(Work to do) Which lines in the entries below contain the word "small"? Report each of those lines in full.

---

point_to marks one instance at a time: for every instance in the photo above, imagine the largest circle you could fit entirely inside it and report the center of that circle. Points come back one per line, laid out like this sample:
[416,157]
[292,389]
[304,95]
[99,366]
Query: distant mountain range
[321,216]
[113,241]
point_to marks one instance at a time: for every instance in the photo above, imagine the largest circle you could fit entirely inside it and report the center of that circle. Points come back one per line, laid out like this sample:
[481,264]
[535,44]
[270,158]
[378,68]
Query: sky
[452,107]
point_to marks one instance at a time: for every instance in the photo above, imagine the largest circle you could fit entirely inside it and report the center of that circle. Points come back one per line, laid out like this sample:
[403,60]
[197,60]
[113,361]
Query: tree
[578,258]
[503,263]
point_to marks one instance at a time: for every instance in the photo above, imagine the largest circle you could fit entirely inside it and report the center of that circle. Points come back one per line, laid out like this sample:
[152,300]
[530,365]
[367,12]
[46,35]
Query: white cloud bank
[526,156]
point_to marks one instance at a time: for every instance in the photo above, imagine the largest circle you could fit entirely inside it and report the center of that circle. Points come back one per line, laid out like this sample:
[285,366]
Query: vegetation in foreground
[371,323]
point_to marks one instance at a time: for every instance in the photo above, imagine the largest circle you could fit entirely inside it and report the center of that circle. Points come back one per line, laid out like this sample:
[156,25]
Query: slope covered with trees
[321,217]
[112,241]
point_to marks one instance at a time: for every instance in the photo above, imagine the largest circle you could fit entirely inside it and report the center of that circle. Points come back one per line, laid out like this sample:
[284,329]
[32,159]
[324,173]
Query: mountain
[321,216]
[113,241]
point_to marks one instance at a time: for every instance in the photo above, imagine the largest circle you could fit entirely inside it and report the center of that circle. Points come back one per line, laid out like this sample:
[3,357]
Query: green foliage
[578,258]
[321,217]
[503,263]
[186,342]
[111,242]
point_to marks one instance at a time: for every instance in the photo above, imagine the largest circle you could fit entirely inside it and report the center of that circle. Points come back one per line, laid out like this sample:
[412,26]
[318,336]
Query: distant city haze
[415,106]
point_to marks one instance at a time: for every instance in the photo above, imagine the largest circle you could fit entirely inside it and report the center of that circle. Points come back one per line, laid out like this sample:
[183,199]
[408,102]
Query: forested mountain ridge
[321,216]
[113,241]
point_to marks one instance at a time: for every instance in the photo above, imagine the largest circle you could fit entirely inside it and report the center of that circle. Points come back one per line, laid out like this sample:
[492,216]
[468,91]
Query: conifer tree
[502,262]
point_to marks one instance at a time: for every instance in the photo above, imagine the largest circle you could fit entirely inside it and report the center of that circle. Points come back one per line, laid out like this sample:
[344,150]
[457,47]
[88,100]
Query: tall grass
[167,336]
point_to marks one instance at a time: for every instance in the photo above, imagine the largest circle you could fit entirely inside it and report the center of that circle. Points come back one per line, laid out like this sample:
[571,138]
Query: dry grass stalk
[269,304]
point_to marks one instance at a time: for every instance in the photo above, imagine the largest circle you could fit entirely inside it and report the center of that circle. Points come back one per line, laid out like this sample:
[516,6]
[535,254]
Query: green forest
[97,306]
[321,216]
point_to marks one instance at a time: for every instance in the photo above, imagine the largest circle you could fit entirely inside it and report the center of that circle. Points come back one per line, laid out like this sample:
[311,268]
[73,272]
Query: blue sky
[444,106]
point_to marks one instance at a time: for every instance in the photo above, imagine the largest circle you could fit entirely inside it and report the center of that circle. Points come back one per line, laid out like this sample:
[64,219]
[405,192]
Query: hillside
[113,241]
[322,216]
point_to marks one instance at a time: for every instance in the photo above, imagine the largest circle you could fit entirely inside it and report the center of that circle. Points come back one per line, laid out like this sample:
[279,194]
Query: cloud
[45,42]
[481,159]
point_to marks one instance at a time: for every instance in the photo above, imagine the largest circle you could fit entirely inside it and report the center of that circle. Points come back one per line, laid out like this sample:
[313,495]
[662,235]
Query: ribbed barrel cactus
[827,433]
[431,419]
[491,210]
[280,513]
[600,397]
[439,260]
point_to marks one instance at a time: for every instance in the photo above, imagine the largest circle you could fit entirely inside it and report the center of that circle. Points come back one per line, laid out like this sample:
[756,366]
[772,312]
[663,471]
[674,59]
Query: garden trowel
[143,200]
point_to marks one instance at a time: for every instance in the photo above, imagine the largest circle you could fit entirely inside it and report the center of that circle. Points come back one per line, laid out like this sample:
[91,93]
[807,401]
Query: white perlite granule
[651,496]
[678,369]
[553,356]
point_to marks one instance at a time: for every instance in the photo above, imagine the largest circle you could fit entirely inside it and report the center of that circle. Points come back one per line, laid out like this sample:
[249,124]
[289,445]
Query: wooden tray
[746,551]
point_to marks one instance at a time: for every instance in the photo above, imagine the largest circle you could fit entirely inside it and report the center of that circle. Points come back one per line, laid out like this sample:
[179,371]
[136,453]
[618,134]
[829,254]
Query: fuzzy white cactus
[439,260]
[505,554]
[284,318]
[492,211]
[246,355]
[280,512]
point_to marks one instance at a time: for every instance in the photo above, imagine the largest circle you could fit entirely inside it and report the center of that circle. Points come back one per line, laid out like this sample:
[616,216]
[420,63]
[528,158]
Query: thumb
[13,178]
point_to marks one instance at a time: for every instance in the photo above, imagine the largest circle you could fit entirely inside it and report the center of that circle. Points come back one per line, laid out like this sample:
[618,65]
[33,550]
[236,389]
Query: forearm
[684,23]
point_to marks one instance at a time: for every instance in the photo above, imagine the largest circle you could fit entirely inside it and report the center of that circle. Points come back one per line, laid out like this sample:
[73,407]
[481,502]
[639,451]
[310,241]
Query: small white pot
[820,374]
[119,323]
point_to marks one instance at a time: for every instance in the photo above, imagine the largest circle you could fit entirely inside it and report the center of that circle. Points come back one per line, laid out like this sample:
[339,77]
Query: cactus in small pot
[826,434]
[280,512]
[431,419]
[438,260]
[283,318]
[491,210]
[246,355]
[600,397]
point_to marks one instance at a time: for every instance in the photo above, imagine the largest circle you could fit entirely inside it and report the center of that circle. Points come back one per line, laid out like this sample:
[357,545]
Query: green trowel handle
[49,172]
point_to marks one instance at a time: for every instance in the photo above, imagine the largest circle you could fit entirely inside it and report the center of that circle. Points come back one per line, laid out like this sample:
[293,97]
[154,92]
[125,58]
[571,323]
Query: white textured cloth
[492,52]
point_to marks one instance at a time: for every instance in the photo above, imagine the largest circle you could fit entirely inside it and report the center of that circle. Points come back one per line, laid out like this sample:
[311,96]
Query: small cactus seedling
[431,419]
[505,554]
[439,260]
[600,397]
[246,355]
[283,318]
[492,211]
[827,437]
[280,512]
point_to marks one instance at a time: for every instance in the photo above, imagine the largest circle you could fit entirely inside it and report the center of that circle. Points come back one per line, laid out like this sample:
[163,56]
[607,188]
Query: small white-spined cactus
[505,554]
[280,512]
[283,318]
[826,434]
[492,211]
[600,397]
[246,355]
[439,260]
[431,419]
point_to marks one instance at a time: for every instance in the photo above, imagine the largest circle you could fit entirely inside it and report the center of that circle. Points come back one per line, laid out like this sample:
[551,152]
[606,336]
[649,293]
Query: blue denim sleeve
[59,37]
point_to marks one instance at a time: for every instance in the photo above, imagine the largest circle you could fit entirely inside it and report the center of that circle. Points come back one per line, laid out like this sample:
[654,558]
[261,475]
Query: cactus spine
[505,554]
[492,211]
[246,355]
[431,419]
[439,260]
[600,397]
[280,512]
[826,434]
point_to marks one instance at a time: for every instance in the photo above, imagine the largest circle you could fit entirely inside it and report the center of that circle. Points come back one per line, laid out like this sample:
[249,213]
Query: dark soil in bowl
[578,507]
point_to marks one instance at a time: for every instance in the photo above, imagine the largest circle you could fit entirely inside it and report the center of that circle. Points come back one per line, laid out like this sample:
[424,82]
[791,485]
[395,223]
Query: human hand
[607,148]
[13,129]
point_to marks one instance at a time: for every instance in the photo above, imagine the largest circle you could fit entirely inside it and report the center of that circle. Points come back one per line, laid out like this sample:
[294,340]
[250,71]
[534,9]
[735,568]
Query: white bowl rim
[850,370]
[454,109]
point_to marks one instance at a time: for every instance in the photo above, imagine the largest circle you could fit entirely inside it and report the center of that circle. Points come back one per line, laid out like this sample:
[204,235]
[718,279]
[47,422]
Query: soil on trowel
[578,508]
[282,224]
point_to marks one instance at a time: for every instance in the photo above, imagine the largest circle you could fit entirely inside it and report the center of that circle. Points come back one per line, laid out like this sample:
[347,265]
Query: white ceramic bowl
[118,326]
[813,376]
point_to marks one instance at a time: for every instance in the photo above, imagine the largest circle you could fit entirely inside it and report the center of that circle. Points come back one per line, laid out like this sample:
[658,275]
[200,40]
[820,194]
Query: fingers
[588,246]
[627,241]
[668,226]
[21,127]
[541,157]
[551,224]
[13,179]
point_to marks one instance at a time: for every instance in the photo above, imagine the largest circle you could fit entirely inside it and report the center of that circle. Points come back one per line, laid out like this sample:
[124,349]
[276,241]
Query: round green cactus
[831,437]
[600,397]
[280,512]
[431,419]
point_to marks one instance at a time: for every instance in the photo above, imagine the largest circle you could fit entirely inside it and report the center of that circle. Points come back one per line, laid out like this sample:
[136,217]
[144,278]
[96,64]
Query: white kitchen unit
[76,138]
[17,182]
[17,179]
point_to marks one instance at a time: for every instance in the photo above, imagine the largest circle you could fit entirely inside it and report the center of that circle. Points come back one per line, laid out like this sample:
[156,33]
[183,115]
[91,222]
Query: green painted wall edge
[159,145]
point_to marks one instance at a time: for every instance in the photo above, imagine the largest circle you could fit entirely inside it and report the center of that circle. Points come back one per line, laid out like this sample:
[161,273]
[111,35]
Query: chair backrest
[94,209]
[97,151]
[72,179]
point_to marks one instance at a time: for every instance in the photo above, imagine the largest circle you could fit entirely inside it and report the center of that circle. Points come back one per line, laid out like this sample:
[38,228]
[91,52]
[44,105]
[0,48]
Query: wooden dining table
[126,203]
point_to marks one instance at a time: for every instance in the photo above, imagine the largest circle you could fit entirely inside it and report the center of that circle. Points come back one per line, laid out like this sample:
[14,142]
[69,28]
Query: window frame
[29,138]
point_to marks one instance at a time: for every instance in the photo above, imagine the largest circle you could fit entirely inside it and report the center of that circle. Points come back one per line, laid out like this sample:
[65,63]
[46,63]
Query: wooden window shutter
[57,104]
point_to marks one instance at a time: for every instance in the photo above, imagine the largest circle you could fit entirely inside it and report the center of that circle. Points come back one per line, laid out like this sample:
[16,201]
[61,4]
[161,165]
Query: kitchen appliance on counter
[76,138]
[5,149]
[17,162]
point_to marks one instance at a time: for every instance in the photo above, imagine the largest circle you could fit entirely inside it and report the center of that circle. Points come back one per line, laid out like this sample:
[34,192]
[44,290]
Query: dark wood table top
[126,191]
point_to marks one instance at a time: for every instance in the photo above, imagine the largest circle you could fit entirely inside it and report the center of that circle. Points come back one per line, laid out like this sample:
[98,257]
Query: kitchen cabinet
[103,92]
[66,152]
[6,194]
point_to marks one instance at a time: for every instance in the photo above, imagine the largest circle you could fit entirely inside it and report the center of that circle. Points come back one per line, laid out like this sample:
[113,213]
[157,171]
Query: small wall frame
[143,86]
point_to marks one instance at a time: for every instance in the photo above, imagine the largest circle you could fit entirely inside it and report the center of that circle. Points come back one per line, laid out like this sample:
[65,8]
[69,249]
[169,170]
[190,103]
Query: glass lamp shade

---

(Answer to this exercise)
Query: small white pot
Query: cactus in small pot
Query: small cactus seedling
Query: small white-spined cactus
Query: small wall frame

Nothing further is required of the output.